* GIVEN DATA *
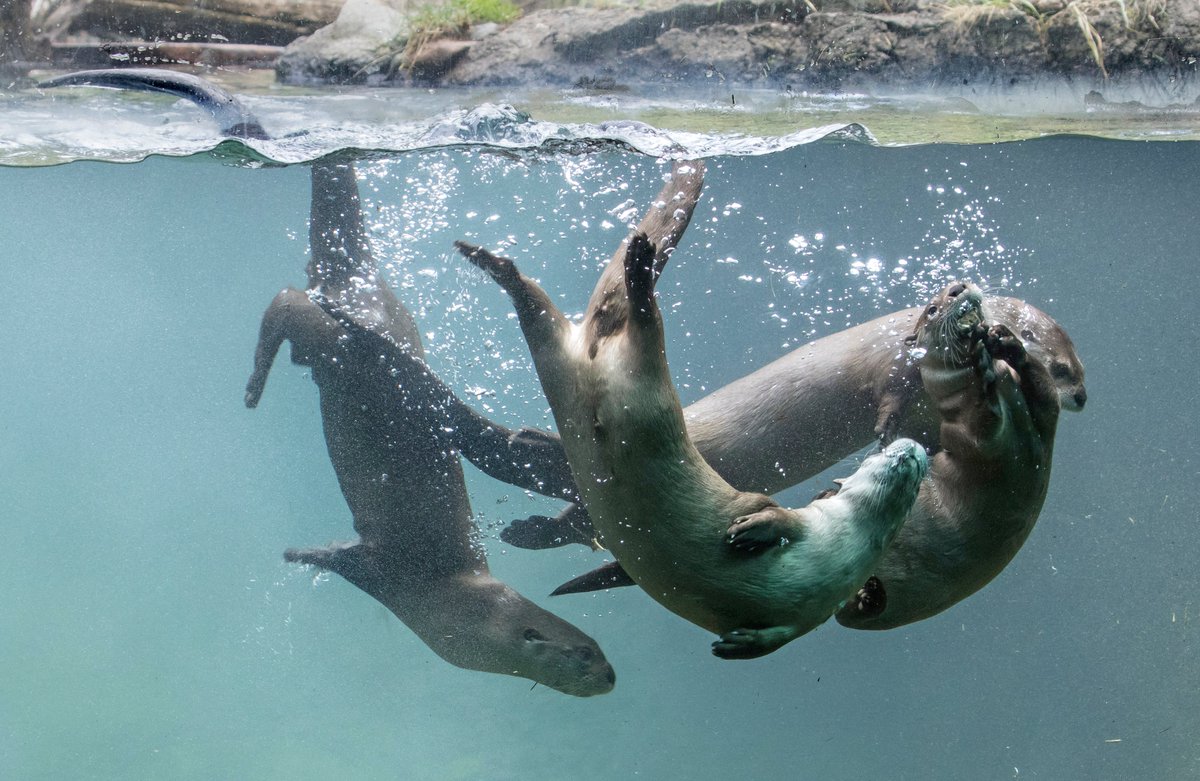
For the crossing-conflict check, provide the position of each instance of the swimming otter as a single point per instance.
(999, 409)
(735, 563)
(402, 481)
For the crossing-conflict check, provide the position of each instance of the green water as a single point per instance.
(150, 629)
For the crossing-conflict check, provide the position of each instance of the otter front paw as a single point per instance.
(499, 268)
(769, 527)
(1003, 344)
(751, 643)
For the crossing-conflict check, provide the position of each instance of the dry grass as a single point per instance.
(1139, 16)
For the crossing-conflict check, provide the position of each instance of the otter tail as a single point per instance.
(234, 119)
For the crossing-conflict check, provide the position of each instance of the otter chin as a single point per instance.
(735, 563)
(997, 406)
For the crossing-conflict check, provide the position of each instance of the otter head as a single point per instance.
(1049, 343)
(479, 623)
(885, 487)
(951, 325)
(561, 656)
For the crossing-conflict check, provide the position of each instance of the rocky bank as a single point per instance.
(613, 44)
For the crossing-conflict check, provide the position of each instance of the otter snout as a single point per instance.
(909, 456)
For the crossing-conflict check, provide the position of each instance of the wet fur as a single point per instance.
(731, 562)
(401, 479)
(999, 409)
(807, 410)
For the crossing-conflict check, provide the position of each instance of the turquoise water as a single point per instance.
(150, 628)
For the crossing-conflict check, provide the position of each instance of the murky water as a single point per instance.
(150, 628)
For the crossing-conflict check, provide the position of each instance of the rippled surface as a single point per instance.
(40, 127)
(151, 629)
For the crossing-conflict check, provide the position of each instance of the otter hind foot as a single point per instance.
(771, 527)
(606, 576)
(352, 560)
(539, 532)
(640, 272)
(501, 269)
(751, 643)
(871, 600)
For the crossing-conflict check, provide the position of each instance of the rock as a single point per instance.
(15, 36)
(847, 46)
(1005, 43)
(258, 22)
(435, 60)
(355, 48)
(567, 46)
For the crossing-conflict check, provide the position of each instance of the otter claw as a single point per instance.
(750, 643)
(1002, 343)
(767, 528)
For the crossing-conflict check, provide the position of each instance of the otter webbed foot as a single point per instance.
(640, 274)
(771, 527)
(355, 562)
(871, 600)
(539, 532)
(501, 269)
(751, 643)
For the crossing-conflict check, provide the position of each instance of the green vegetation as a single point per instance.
(1139, 16)
(435, 20)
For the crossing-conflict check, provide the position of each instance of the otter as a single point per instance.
(405, 486)
(418, 553)
(731, 562)
(999, 410)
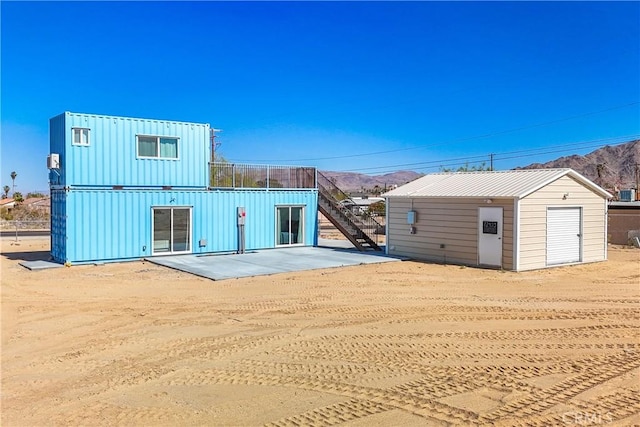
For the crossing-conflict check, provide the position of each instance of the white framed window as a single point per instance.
(157, 147)
(80, 136)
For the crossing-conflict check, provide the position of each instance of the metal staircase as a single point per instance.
(359, 230)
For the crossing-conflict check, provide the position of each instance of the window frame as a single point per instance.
(158, 147)
(82, 143)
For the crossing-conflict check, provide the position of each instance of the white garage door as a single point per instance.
(564, 236)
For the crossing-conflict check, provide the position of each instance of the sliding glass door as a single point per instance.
(289, 225)
(171, 230)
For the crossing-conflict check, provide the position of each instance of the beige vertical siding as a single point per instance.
(621, 221)
(449, 222)
(533, 221)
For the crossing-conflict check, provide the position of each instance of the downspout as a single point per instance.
(516, 234)
(386, 225)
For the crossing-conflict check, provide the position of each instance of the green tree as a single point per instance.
(35, 195)
(13, 180)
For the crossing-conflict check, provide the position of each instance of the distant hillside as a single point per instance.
(609, 167)
(616, 170)
(354, 182)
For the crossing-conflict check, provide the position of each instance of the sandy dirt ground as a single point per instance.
(402, 343)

* WHAT IS ASKED *
Copy each line in full and exactly, omitting any picture.

* SOLUTION TO THE PROBLEM *
For the crossing-conflict check, provide the position of each instance of the swimming otter as a single point per instance.
(999, 409)
(735, 563)
(402, 481)
For the crossing-conflict check, provide the position of each instance of the green water as a single point per instance.
(150, 629)
For the crossing-conflict check, provide the position of each instance of the otter front paw as a single point per instance.
(499, 268)
(769, 527)
(1003, 344)
(751, 643)
For the crossing-conflict check, provide the position of each instance of the dry grass as a single point per instance.
(1139, 16)
For the crossing-conflict check, provide the position of each instance of the otter tail as a single point per instance.
(234, 119)
For the crossing-conflict check, provide the position of each instance of the otter chin as a single point per instance.
(735, 563)
(997, 406)
For the crossing-conflict check, provide the position of each instance of the otter head as a single point per instance.
(1049, 343)
(479, 623)
(885, 487)
(951, 325)
(561, 656)
For the crossing-conflict check, provide the position of each instance of the rocky bank as a single point per instance.
(613, 44)
For the crossing-conflict check, provide the position of each instance of the otter snout as a single point per instance.
(909, 456)
For the crossing-conflict check, provide the position of each instance of the wet fur as a single point per instance.
(731, 562)
(401, 479)
(999, 409)
(807, 410)
For the crossing-conflict check, provide the position of each instance of the turquoise water as a single point per instance.
(150, 628)
For the crossing-conflict check, provide the position of each instance of the murky water as a single point per instance.
(150, 628)
For the crossing-conflict check, provide the position of each instance of the rippled surface as a single point per instance.
(40, 127)
(151, 629)
For the crossing-conflict check, provide the position of each instance of the otter hind foot as a single point per instance.
(771, 527)
(606, 576)
(352, 560)
(539, 532)
(640, 272)
(501, 269)
(751, 643)
(871, 600)
For the crossing-conflict check, provide the position of each instance of the rock as a single point per instance.
(15, 36)
(847, 46)
(1005, 43)
(258, 22)
(435, 60)
(355, 48)
(567, 46)
For the crossing-conflict check, provide the position of each instance of the otter claw as a single point per instance.
(750, 643)
(1002, 343)
(767, 528)
For the crossing-conflict check, provide the position of each instance of the otter webbed foot as a single point per instance.
(640, 274)
(771, 527)
(355, 562)
(871, 600)
(539, 532)
(501, 269)
(751, 643)
For the crossing-conflict check, provide the position of each instance of the green vegetation as a single point per instance.
(1139, 16)
(435, 20)
For the crossing-conflict check, provide the position of each instance of the otter as a single point per instance.
(405, 486)
(418, 553)
(731, 562)
(999, 410)
For the crossing-conflict check, provide the position of each instance of the white framed window as a single point per instance.
(157, 147)
(80, 136)
For the crossing-conflict check, provide the position of each instance of the metal staircase as a single point per instance.
(359, 230)
For the crossing-conflict check, provide the position of each instance of the window frame as a single point per instance.
(158, 147)
(82, 143)
For the crossing-conflict check, provide the position of each instance of the white garage door as a single point per instance.
(564, 236)
For the crossing-conflict check, provide the position of each instance of the sliding glass door as a single point per instance.
(289, 225)
(171, 230)
For the crossing-conflict check, provide the position of each instance of the beige vertical siding as a single point per instance.
(621, 221)
(449, 222)
(533, 221)
For the crossing-conflict check, provide the position of each instance of the downspout as a single point per instance.
(516, 234)
(386, 225)
For the crossing-conflict check, provide the position of each instance of the green tree as a single point per instance.
(35, 195)
(13, 180)
For the crossing-conflict check, provide the position of each instance of the distant hillside as a single point per instance.
(609, 167)
(616, 170)
(354, 182)
For the crossing-conflict check, provide the position of each instance of the sandy dirt ground as a single point per instance.
(402, 343)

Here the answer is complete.